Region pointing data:
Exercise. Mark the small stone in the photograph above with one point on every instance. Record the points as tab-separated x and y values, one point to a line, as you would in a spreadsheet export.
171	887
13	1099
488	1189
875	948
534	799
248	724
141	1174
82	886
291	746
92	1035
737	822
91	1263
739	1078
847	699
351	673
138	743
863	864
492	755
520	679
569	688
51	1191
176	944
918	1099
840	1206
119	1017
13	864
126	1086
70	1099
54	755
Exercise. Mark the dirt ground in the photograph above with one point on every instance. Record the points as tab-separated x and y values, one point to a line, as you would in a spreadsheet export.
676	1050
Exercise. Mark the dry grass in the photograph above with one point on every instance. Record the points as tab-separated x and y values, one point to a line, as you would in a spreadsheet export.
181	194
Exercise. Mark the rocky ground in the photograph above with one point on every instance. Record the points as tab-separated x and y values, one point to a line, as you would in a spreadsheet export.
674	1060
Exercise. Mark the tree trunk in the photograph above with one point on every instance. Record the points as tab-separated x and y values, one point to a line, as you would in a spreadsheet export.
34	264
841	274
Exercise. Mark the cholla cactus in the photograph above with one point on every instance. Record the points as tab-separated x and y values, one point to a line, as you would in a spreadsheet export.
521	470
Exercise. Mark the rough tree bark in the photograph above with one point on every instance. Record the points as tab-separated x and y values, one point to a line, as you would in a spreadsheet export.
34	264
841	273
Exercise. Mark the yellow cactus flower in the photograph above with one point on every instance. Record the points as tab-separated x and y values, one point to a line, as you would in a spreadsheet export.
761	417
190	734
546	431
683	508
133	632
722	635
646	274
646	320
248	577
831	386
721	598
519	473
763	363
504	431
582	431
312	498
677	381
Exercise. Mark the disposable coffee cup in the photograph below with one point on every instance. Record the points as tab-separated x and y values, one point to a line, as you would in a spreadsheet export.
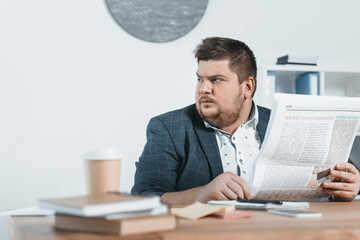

§ **Directions for this task**
Every line above should be transcribed word for word; leave the pictures out.

§ **Response box**
Exercise. Mark the small stone in the photograph above with one point on every instance. Record the points as tab-separated x and y values, one point to a line, as you would in a spreadsheet export.
171	887
13	1099
488	1189
875	948
534	799
248	724
141	1174
82	886
291	746
92	1035
737	822
91	1263
739	1078
847	699
351	673
138	743
863	864
492	755
520	679
569	688
51	1191
176	944
918	1099
840	1206
119	1017
13	864
126	1086
70	1099
54	755
Exercise. Mark the dirt ground in the photograph above with one point on every instance. Record the points as tab-separated x and y values, one point to a line, as you would in a spreadsheet export.
676	1050
Exercise. Mark the dry grass in the photograph above with one point on every instance. Record the points as tab-separated x and y values, one point to a line, as you would in a spreadsheet export.
181	194
Exercise. Mark the rocky ground in the photograph above with one point on every instance. Record the points as tab-separated x and y values, one point to a line, as you would in a spreadsheet export.
674	1060
Exercise. Mark the tree trunk in the photograph above with one point on every instance. Record the points as tab-separated x and y values, one point to a line, as you would in a spreadsheet export.
34	264
841	274
Exercise. Mark the cholla cactus in the photograph above with one point on every instance. Record the points as tab-separated x and y values, one point to a line, as you would in a spreadsheet export.
521	470
Exercise. Mark the rough tree bark in the photograph above with one point on every instance. Record the points as tab-separated x and y values, one point to a line, as you would in a spreadsheet export.
34	264
841	273
Exercise. Mark the yellow cactus flower in the photograph above with one point on every instance. Record the points as tab-separated x and y values, one point to a line, as you would in a spreadsheet export.
761	417
190	734
546	431
683	508
133	632
722	635
646	274
646	320
248	577
831	386
721	598
519	473
763	363
504	431
582	431
312	498
677	381
Exercise. Mark the disposable coffee cup in the photograph below with one point on every instance. Record the points as tab-separated x and y values, one point to a line, as you would in a spreadsheet export.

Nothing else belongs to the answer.